* _Exercise directions_: Put every line of the listing below into a Markdown table with the columns Row and Line, numbering each row and omitting blank lines.

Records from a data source
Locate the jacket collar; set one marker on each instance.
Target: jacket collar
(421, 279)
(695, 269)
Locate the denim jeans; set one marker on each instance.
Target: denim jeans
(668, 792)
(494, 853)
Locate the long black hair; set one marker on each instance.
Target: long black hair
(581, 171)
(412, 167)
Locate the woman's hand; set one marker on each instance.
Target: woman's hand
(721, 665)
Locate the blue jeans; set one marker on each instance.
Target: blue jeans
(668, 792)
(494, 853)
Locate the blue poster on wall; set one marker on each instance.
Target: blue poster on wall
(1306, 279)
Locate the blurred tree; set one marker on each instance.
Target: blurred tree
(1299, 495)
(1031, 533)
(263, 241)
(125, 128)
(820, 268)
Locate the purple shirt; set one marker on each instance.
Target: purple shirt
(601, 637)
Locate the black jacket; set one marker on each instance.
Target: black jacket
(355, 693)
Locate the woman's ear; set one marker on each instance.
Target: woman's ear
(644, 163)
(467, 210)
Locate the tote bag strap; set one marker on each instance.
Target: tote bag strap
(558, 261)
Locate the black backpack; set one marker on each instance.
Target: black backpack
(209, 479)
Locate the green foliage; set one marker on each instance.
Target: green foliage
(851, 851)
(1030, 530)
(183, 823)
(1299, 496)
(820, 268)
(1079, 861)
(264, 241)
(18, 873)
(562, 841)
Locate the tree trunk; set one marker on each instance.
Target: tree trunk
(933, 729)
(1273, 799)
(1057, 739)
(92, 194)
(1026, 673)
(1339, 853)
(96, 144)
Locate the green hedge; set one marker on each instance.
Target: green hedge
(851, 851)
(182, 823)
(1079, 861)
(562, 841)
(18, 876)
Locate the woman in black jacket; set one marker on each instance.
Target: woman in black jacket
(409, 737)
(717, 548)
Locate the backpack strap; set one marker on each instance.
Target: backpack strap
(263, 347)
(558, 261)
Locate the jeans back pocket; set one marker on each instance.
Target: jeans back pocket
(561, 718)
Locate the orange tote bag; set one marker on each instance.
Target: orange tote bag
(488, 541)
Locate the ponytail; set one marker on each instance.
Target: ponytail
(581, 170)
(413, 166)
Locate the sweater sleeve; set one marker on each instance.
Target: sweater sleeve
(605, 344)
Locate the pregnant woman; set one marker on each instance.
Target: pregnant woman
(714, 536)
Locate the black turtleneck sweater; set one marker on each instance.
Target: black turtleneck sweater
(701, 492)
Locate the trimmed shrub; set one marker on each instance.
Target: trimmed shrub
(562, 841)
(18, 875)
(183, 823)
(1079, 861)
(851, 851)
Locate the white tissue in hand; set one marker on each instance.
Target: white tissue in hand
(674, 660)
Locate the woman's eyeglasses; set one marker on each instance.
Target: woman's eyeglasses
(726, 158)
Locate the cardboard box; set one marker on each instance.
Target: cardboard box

* _Solution to this problem_:
| Row | Line |
|---|---|
| 1 | Locate the jacket collar; set one marker on each instance. |
| 2 | Target: jacket collar |
| 3 | (421, 279) |
| 4 | (695, 269) |
| 5 | Locate the denim jeans; set one marker on each instance. |
| 6 | Target: denim jeans |
| 7 | (668, 792) |
| 8 | (494, 853) |
| 9 | Locate the long black hair; set one marker on each instance. |
| 10 | Target: long black hair |
| 11 | (581, 171) |
| 12 | (412, 167) |
| 13 | Locate the woman's hand; set one marker on each instance. |
| 14 | Target: woman's hand |
| 15 | (721, 665) |
| 16 | Locate the blue jeans; set one marker on each instance. |
| 17 | Target: blue jeans |
| 18 | (668, 792) |
| 19 | (494, 853) |
| 20 | Locate the blue poster on wall; set one marker on each instance. |
| 21 | Target: blue poster on wall |
| 22 | (1306, 279) |
| 23 | Locate the blurred tree; set one marker on each instance. |
| 24 | Target: blurred tree |
| 25 | (1299, 495) |
| 26 | (1031, 533) |
| 27 | (263, 241) |
| 28 | (125, 128) |
| 29 | (820, 268) |
| 30 | Locate the purple shirt; set one marker on each instance. |
| 31 | Target: purple shirt |
| 32 | (601, 637) |
| 33 | Locate the black jacket; set one marker on each instance. |
| 34 | Target: black jacket |
| 35 | (355, 693) |
| 36 | Locate the woman's ear; set one marker on each instance. |
| 37 | Target: woman's ear |
| 38 | (644, 163) |
| 39 | (467, 210) |
| 40 | Locate the tote bag strap; set one marker on each instance. |
| 41 | Target: tote bag strap |
| 42 | (558, 261) |
| 43 | Locate the black backpack; set one marker on each instance. |
| 44 | Target: black backpack |
| 45 | (209, 479) |
| 46 | Locate the green foliage; set one marker on each instance. |
| 47 | Target: green foliage |
| 48 | (851, 851) |
| 49 | (1030, 530) |
| 50 | (183, 823) |
| 51 | (1299, 496) |
| 52 | (820, 268) |
| 53 | (1079, 861) |
| 54 | (264, 241) |
| 55 | (18, 873) |
| 56 | (562, 841) |
| 57 | Locate the tree trunk; set one marker on each instance. |
| 58 | Target: tree trunk |
| 59 | (933, 729) |
| 60 | (1273, 799) |
| 61 | (1057, 739) |
| 62 | (92, 194) |
| 63 | (1026, 673) |
| 64 | (1339, 853) |
| 65 | (96, 144) |
| 66 | Locate the green hedge; set one marker on each instance. |
| 67 | Target: green hedge |
| 68 | (851, 851) |
| 69 | (182, 823) |
| 70 | (1079, 861) |
| 71 | (562, 841) |
| 72 | (18, 876) |
| 73 | Locate the woman in black jacket; set one marker on each instance. |
| 74 | Target: woman in black jacket |
| 75 | (409, 737) |
| 76 | (717, 548) |
| 77 | Locate the backpack strap; set one marker on each instance. |
| 78 | Target: backpack strap |
| 79 | (263, 347) |
| 80 | (558, 261) |
| 81 | Locate the jeans back pocket; set one marker on each instance. |
| 82 | Target: jeans back pocket |
| 83 | (561, 718) |
| 84 | Locate the orange tote bag; set one marker on each instance. |
| 85 | Target: orange tote bag |
| 86 | (488, 541) |
| 87 | Locate the ponytail; set one marker on each instance. |
| 88 | Target: ponytail |
| 89 | (581, 170) |
| 90 | (413, 166) |
| 91 | Locate the sweater sleeve; set one marker on each instance. |
| 92 | Target: sweater sleeve |
| 93 | (605, 344) |
| 94 | Locate the pregnant woman; set one marker on each instance. |
| 95 | Target: pregnant woman |
| 96 | (714, 536) |
| 97 | Locate the black turtleneck sweater; set one marker on each instance. |
| 98 | Target: black turtleneck sweater |
| 99 | (701, 492) |
| 100 | Locate the trimmed shrub; set one marker on each instance. |
| 101 | Target: trimmed shrub |
| 102 | (562, 841) |
| 103 | (18, 875) |
| 104 | (183, 823) |
| 105 | (1079, 861) |
| 106 | (851, 851) |
| 107 | Locate the white tissue in hand; set one marker on each instance. |
| 108 | Target: white tissue in hand |
| 109 | (674, 660) |
| 110 | Locate the woman's eyeglasses; set one marker on each instance. |
| 111 | Target: woman's eyeglasses |
| 112 | (726, 158) |
| 113 | Locate the cardboard box; set one marker on each instance. |
| 114 | Target: cardboard box |